What you have to do:
Pick out every line of the records that contains the word "door". Treat uppercase and lowercase letters as different.

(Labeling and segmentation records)
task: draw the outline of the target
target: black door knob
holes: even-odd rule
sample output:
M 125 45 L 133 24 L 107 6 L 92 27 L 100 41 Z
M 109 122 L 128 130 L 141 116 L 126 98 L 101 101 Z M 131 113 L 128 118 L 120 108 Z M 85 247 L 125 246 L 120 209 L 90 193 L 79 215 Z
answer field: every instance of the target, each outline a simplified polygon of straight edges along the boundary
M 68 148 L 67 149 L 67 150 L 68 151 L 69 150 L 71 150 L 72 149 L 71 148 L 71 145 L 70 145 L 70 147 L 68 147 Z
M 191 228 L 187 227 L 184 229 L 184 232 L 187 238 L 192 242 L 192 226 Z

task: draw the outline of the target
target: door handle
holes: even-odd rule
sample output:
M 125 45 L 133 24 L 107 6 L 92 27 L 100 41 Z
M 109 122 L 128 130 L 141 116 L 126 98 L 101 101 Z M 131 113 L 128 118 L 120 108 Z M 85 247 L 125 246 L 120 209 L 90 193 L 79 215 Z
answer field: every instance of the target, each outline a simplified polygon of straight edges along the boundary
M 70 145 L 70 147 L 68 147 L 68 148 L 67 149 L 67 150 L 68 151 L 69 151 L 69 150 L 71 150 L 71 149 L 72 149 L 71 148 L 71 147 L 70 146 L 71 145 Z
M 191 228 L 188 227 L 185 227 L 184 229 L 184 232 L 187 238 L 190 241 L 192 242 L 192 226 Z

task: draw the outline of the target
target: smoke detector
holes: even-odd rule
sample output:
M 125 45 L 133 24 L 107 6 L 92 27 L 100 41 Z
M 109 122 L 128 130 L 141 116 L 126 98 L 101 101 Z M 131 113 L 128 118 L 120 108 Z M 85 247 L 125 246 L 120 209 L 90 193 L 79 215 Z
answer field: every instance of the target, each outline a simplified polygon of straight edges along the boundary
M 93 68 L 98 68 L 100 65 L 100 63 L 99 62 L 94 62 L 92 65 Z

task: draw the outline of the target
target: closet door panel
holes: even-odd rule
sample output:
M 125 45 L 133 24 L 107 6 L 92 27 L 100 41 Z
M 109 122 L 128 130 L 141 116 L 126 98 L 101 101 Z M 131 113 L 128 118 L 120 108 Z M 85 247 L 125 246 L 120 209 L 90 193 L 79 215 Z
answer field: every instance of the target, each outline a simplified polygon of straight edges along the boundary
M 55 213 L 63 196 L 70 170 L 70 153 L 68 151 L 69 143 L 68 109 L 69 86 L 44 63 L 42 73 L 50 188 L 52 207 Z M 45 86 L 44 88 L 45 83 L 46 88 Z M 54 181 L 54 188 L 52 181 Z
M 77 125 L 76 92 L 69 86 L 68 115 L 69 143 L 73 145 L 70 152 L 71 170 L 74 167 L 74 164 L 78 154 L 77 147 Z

---

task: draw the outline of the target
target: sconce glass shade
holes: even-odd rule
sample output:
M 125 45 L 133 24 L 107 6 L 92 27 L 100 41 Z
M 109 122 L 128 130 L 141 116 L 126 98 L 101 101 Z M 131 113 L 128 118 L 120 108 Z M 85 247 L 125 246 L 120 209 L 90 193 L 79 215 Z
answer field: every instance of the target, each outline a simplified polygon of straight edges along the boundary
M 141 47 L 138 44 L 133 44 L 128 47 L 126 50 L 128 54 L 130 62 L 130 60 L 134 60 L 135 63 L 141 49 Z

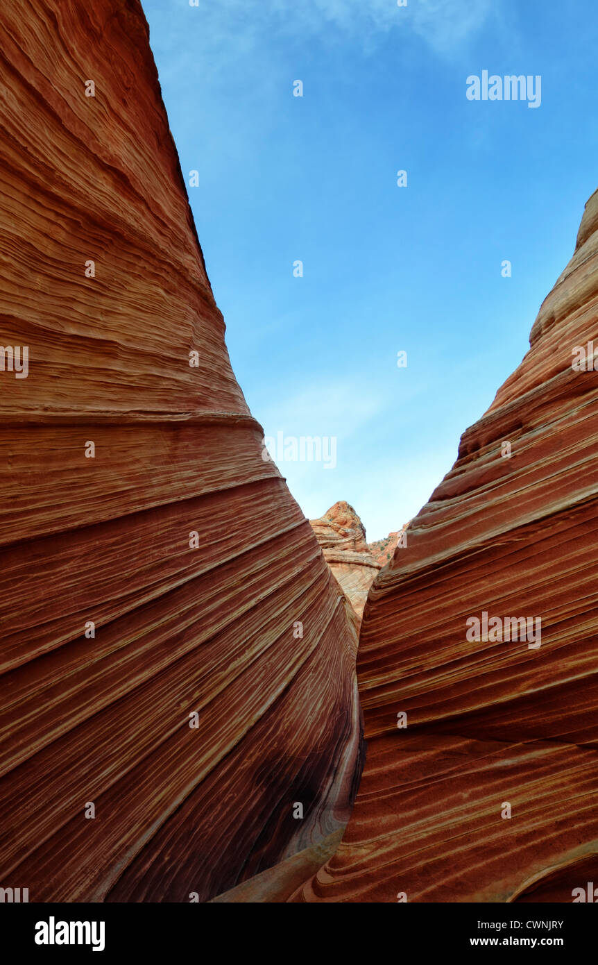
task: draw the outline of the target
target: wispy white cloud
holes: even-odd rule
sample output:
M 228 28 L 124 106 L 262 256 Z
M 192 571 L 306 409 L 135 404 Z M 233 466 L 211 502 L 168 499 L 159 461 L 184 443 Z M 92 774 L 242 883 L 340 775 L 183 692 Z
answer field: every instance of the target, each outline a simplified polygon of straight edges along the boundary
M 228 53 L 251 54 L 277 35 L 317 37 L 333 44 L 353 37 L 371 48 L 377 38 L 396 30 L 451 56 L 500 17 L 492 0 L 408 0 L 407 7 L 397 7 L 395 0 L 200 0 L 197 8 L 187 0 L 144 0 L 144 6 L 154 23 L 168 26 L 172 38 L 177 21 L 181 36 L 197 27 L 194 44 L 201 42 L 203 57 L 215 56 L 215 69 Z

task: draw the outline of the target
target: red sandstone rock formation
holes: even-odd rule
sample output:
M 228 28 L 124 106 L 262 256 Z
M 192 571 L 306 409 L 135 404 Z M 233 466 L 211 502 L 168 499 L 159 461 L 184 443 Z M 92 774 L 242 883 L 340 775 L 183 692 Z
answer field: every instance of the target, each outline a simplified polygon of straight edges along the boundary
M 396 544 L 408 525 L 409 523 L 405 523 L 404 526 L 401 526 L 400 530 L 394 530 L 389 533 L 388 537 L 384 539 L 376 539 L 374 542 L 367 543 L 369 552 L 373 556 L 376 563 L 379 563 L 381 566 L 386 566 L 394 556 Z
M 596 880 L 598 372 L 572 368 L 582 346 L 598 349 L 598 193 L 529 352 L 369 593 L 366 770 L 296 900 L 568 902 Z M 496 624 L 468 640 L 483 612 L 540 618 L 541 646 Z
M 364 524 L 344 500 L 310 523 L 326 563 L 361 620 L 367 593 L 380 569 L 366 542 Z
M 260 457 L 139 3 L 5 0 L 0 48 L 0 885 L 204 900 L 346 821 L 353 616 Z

Full solution:
target: black door knob
target: door handle
target: closet door panel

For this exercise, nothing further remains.